Assigned task ::
Only the pictures are to be dropped, and the rest of the data should be copied exactly.

Natural-language object grounding data ::
* * * * * * *

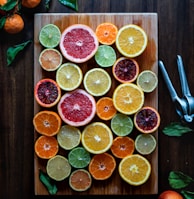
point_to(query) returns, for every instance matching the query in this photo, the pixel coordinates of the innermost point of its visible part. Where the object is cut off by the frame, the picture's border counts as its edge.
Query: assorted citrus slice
(77, 108)
(128, 98)
(105, 108)
(131, 40)
(80, 180)
(58, 168)
(105, 56)
(122, 146)
(50, 59)
(47, 123)
(102, 166)
(125, 70)
(97, 138)
(50, 36)
(106, 33)
(147, 80)
(97, 81)
(47, 92)
(145, 143)
(78, 43)
(69, 76)
(121, 124)
(46, 147)
(68, 137)
(135, 169)
(147, 120)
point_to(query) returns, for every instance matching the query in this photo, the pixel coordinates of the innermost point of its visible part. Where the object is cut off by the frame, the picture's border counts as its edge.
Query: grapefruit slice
(78, 43)
(77, 108)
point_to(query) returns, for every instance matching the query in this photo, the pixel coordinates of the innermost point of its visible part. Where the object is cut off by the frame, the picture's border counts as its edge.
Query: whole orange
(14, 24)
(30, 3)
(170, 194)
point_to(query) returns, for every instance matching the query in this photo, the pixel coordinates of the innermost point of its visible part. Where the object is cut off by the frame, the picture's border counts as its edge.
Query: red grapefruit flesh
(78, 43)
(47, 92)
(77, 108)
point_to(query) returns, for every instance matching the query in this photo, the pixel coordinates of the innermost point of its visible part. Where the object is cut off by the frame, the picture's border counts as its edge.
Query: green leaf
(187, 194)
(13, 51)
(176, 129)
(179, 180)
(70, 3)
(48, 183)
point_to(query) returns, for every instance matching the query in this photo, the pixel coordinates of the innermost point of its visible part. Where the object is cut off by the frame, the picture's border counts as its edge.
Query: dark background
(175, 36)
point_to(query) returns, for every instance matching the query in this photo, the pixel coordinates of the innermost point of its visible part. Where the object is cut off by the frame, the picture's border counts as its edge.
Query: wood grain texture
(148, 60)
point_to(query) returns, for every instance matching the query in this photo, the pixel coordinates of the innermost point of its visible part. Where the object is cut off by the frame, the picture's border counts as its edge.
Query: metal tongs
(185, 105)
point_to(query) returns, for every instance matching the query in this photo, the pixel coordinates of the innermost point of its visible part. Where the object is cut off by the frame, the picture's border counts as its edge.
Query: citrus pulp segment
(69, 76)
(128, 98)
(105, 56)
(97, 138)
(122, 146)
(47, 123)
(145, 144)
(68, 137)
(147, 120)
(79, 158)
(121, 124)
(47, 92)
(131, 40)
(105, 108)
(97, 81)
(46, 147)
(78, 43)
(77, 108)
(50, 36)
(147, 80)
(134, 169)
(125, 70)
(102, 166)
(80, 180)
(106, 33)
(58, 168)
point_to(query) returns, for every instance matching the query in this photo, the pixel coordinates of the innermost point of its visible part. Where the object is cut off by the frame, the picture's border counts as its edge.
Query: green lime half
(105, 56)
(121, 124)
(145, 143)
(49, 36)
(79, 157)
(58, 168)
(68, 137)
(147, 80)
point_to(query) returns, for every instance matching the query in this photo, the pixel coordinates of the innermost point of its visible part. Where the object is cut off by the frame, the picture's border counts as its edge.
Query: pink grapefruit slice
(78, 43)
(77, 108)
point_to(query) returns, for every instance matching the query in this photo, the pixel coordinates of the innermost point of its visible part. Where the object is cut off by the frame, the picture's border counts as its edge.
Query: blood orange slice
(77, 108)
(78, 43)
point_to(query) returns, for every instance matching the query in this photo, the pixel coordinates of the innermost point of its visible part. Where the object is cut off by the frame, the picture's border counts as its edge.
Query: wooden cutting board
(148, 60)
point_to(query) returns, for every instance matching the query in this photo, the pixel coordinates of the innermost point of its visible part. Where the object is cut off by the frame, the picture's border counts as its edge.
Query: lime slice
(49, 36)
(79, 157)
(147, 80)
(97, 82)
(68, 137)
(58, 168)
(105, 56)
(121, 124)
(69, 76)
(145, 143)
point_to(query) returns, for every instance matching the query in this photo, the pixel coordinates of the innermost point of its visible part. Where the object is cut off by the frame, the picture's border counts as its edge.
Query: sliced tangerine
(105, 108)
(47, 123)
(102, 166)
(122, 147)
(46, 147)
(106, 33)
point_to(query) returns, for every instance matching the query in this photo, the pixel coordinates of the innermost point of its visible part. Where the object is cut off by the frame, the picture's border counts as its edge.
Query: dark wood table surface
(175, 36)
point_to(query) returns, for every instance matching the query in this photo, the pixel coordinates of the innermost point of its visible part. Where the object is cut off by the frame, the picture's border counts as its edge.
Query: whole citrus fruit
(14, 24)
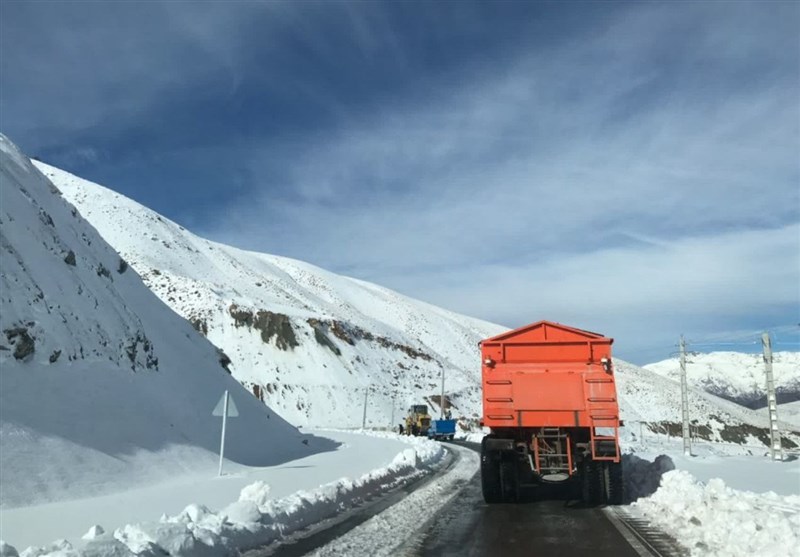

* * * * * * *

Solution to this task ::
point_to(query) returns, for every instance matching the query in this photo, the pixel coordinates of the innermost point of its visible part. Where the object is cut off by the frame, the picture's border counts as its edge.
Query: assorted citrus slice
(77, 108)
(128, 98)
(105, 108)
(131, 40)
(80, 180)
(58, 168)
(105, 56)
(122, 146)
(50, 59)
(47, 123)
(102, 166)
(125, 70)
(97, 138)
(50, 36)
(106, 33)
(147, 80)
(97, 81)
(47, 92)
(145, 143)
(78, 43)
(69, 76)
(121, 124)
(46, 147)
(68, 137)
(135, 169)
(147, 120)
point_to(query) returns, for every instance matching the query in this photo, the pixel coordinates of the innermost point of its visible part. Where the object is cut off by the frame, the picture's border counts as its edge.
Query: grapefruit slice
(78, 43)
(77, 108)
point_to(query) returns, for every instance matching the query in this photo, the pixel coordinates of the innermost point of its visible part. Where the object is cut off by the frame, the picture's border counts as its edge.
Query: whole orange
(14, 24)
(30, 3)
(170, 194)
point_to(query) returns, for every instance matching the query in this photo, the pixel coordinates of the innermost point of its visible part. Where the object is cut off by the frame, the picture's border counts as its edge.
Query: red grapefruit flesh
(78, 43)
(47, 92)
(77, 108)
point_to(query) returns, for every instance matching the query in this photo, the pixel coordinates of the innermost point of its visible part. Where the object is cut off by the frame, the picture's border counts as its edge.
Query: green leaf
(187, 194)
(13, 51)
(176, 129)
(179, 180)
(70, 3)
(48, 183)
point_to(query) returns, for every instance matching the query in this photo, the pixel coordinates of the innermost point of its visible part. Where the object is cut off by the frame, the picture's border counts as its edge.
Query: dark background
(175, 36)
point_to(query) returns, for every instance matching the query in this photo, the pixel coordinates of the innermost point of its visible part. Where the object is cut off by the frame, the picture's border counts as its edge.
Query: wood grain texture
(148, 60)
point_to(query) returns, for every instance matching the query in this photo, the pixel coordinates of the innermost point of its visible part. Where the object is cut off by the frame, the picture's border counts as its edge.
Query: metal tongs
(185, 105)
point_to(query) returns, for every instance matching the query in this photo, the pixel coordinates of the innermost point of its visible part. Where the object is cut off by the frame, the picture's border counts as its edge.
Query: citrus pulp segment
(69, 76)
(128, 98)
(105, 56)
(97, 138)
(122, 146)
(47, 123)
(145, 144)
(68, 137)
(147, 120)
(79, 158)
(121, 124)
(47, 92)
(131, 40)
(105, 108)
(97, 81)
(46, 147)
(78, 43)
(77, 108)
(50, 36)
(147, 80)
(134, 169)
(125, 70)
(102, 166)
(80, 180)
(106, 33)
(58, 168)
point_to(query) returns, for every instance matching the query in this photo, the pixel coordinates of the innermost point of its visible part. Where the object is cut off by the frame, the picture's border counts as its edge.
Query: green lime half
(105, 56)
(121, 124)
(145, 143)
(49, 36)
(79, 157)
(58, 168)
(68, 137)
(147, 80)
point_to(query) returns, for every instance matching the query in this photo, the pixel coordinates of the innermost point of its visible part. Where the object is cut off by the frame, the picture's border counts as its edge.
Query: pink grapefruit slice
(78, 43)
(77, 108)
point_to(query) returns, for every instance matching the query in this photo, the pixel coordinates of the innermost point of its visible part. Where the object is cut off by the frame, the picture's border counts as its edge.
Query: blood orange slice
(77, 108)
(78, 43)
point_to(query) returns, for every instance matching the query in this photo, the pixel coordinates of the innermost point of its visible part. Where the object is cut off by the frame, the picture's border counts as its edge.
Query: wooden cutting board
(148, 60)
point_to(query) returns, for every instance matching the query in this photo, the pixel coordinates of the innermost point of its visible part. Where the object is cut off by the frame, the picture's border counts as its edge.
Query: lime slice
(49, 36)
(79, 157)
(147, 80)
(97, 82)
(68, 137)
(58, 168)
(105, 56)
(121, 124)
(69, 76)
(145, 143)
point_to(query) returns, for every instance matching the query in this photo, the pixel coordinates of the innermost point of its visible part. Where the object is cut off by the frame, the picture's border counts as its edge.
Query: sliced tangerine
(105, 108)
(47, 123)
(102, 166)
(122, 147)
(46, 147)
(106, 33)
point_to(query) returns, for every instance matching the query in this photo, the pixel coordinates of the innermost point of its visible part. Where the object is cut off by the frame, the picture's border counts as its edge.
Query: dark wood table surface
(175, 36)
point_to(query) returns, for every instance matching the query in this photo, the pixel coordinates of the innermost point of its visible part. Where the object is cut off by the frame, the picture's border counts as its edge.
Query: whole citrus fruit
(14, 24)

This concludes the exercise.